_What the exercise asks_: Will you quote precisely the lines that run from the top of the material below to the line containing "Where can the dog's chest", both ends included?

_Material shown_:
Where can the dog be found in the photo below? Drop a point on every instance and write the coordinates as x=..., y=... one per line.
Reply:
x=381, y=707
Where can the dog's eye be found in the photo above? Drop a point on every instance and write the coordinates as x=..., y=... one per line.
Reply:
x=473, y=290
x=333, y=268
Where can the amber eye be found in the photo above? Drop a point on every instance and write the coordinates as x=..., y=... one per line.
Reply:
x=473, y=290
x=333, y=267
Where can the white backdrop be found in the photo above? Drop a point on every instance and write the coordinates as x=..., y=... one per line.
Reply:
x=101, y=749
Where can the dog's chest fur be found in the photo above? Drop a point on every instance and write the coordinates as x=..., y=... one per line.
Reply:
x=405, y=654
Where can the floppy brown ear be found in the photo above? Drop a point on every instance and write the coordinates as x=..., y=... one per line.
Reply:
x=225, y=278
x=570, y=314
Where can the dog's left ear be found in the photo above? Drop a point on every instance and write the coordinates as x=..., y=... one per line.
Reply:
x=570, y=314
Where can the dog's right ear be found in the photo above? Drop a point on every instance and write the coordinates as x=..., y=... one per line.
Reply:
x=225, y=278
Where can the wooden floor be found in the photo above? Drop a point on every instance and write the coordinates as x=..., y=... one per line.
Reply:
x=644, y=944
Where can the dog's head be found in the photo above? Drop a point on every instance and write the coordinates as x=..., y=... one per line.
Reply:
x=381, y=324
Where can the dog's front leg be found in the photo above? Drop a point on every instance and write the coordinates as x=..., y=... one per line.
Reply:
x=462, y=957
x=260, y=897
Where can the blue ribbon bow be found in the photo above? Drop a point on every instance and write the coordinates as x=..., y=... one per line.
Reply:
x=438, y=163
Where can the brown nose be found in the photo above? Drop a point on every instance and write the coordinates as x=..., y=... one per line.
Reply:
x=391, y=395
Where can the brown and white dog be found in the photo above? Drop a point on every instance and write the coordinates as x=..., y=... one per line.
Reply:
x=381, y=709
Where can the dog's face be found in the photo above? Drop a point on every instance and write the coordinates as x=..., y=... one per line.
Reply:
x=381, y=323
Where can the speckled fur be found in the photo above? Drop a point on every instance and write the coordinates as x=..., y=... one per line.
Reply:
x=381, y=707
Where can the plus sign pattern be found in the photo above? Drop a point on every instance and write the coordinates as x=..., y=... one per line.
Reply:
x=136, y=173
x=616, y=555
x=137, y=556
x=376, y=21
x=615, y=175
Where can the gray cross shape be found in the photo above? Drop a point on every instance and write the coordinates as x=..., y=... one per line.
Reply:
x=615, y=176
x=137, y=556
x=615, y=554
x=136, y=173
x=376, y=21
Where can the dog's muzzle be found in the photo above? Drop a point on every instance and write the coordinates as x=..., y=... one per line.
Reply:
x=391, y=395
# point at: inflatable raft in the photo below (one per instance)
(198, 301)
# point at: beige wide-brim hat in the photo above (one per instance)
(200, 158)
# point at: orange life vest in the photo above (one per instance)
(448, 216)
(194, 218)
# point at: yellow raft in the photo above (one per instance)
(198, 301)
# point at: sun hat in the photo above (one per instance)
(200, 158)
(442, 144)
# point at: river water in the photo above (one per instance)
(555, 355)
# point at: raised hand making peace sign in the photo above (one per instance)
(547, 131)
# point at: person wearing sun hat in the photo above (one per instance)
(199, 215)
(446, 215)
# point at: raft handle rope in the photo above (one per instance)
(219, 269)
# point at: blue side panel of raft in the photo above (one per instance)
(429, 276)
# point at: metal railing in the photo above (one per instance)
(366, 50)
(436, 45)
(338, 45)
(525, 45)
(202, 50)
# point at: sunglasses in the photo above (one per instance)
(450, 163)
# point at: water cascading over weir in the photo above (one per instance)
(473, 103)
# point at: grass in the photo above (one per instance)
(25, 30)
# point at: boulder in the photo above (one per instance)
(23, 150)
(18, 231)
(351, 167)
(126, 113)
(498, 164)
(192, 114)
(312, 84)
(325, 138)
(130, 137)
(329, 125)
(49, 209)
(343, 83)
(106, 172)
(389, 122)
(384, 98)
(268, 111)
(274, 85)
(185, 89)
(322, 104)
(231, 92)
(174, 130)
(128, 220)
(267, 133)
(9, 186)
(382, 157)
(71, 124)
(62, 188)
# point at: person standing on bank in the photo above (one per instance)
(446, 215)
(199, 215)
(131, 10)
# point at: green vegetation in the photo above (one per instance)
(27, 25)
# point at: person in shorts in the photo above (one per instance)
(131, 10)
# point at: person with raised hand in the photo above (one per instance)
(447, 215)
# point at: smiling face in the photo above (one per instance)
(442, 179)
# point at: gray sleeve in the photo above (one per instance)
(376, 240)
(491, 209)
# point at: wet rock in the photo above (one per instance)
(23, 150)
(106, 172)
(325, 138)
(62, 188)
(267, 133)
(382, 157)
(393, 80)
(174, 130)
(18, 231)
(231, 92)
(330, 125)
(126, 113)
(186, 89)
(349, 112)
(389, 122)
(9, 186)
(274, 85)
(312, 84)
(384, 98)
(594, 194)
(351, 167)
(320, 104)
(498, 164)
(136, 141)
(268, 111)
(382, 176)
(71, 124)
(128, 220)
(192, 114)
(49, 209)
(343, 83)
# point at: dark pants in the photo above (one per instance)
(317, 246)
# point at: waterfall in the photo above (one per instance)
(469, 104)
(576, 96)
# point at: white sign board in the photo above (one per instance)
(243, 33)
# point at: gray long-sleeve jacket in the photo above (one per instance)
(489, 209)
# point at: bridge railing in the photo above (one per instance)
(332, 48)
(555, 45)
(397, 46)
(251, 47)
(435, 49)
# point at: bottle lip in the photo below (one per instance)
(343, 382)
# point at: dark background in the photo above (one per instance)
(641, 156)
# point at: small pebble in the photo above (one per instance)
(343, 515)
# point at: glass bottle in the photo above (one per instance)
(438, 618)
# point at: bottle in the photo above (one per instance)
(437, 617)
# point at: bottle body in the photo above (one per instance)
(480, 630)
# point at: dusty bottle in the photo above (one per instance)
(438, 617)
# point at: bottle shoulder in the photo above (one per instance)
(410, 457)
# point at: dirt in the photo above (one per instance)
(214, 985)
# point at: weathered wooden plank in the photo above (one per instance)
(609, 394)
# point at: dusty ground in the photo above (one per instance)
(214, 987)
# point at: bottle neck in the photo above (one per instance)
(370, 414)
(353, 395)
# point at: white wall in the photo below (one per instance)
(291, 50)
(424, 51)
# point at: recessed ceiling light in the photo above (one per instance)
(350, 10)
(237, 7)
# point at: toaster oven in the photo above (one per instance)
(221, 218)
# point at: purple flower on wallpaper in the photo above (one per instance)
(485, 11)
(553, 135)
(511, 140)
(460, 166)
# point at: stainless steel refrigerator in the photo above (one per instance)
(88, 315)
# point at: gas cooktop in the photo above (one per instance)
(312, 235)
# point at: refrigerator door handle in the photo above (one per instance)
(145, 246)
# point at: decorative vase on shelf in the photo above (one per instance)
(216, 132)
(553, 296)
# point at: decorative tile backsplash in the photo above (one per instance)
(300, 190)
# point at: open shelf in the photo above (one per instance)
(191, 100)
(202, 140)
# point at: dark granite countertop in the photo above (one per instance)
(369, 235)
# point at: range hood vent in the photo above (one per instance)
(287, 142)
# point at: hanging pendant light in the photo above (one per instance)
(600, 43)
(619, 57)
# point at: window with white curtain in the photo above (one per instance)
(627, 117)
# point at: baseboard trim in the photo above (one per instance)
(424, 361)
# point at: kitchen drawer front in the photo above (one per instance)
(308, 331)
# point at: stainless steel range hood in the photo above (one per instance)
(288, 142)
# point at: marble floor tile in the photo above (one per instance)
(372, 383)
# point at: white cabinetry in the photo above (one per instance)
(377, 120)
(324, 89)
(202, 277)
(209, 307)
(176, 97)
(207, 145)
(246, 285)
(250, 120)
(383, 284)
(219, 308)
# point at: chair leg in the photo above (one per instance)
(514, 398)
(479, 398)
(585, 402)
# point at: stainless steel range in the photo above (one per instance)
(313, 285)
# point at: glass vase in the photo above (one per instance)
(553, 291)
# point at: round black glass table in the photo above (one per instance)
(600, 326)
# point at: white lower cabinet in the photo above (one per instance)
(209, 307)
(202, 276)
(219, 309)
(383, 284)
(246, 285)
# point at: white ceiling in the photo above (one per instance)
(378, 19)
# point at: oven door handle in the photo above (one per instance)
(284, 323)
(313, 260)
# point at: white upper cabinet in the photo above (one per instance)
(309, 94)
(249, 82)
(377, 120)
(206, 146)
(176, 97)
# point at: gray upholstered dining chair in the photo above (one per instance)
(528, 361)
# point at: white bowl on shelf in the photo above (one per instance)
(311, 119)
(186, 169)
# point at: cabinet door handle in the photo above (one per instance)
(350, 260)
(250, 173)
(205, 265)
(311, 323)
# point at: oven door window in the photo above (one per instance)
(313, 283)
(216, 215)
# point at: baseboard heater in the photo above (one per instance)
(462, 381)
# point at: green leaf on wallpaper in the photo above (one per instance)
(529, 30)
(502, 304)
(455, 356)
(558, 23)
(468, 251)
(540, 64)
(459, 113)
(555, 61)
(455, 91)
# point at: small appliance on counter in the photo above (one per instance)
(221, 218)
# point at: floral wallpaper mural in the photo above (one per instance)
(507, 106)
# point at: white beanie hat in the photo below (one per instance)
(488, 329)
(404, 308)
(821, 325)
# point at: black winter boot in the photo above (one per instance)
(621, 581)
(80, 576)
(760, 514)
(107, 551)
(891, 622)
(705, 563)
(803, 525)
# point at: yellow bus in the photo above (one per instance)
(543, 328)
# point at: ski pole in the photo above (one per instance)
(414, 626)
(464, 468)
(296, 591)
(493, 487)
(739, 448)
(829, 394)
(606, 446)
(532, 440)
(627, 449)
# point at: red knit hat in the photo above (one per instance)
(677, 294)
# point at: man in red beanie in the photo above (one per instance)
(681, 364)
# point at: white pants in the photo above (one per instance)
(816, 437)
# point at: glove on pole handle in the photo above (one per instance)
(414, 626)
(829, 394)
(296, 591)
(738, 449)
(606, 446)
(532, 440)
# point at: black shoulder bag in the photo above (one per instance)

_Problem solution_:
Where can the dog be found in the photo below? Drop a point on every instance and write the coordinates as x=..., y=... one per line.
Reply:
x=381, y=707
Where can the dog's eye be found in the photo above? Drop a point on every instance and write the coordinates as x=..., y=... one per line.
Reply:
x=473, y=290
x=333, y=268
Where can the amber eye be found in the photo above? Drop a point on every instance and write the coordinates as x=..., y=... one per line.
Reply:
x=473, y=290
x=333, y=267
Where can the white backdrop be found in the photo above? Drop a point on every instance and write the coordinates as x=..., y=... one per line.
Reply:
x=101, y=749
Where can the dog's chest fur be found in the photo above? Drop a point on every instance and write the coordinates as x=..., y=... one per line.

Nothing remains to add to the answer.